Que par courrier datant du 19 février 2002 Monsieur Roland RICHARD s’adressa au ministre des Finances pour lui soumettre, conformément aux dispositions de l’article 33 de la loi modifiée du 16 avril 1979 fixant le statut général des fonctionnaires de l’Etat, ci-après désignée par « le statut général », une réclamation contre la décision précitée du directeur du 6 février 2002 ;

Considérant que faute de prise de position du ministre dans les trois mois par rapport à cette réclamation, Monsieur … a fait introduire en date du 14 août 2002 un recours contentieux inscrit sous le numéro 15238 du rôle et tendant principalement à la réformation et subsidiairement à l’annulation 1) de la décision du directeur précitée du 6 février 2002, ainsi que 2) de la décision implicite de refus du ministre se dégageant de son silence pendant plus de trois mois à partir de la réclamation prévisée du 19 février 2002.

- Extrait de données:
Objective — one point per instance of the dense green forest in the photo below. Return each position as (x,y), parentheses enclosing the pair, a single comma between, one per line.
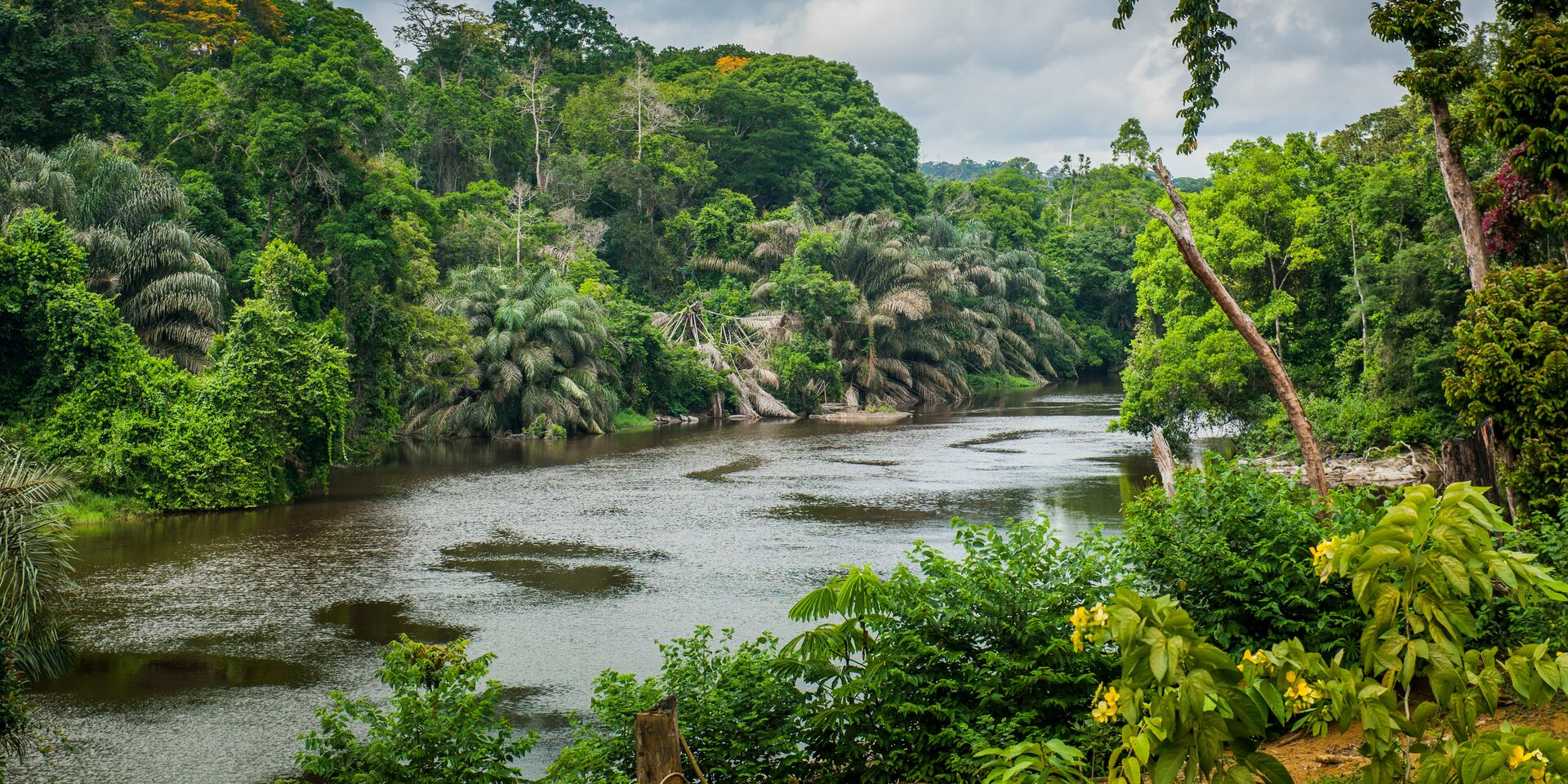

- Consigne:
D'après le passage du texte, à quelle date le recours contentieux a-t-il été introduit ?

- Réponse:
Le 14 août 2002.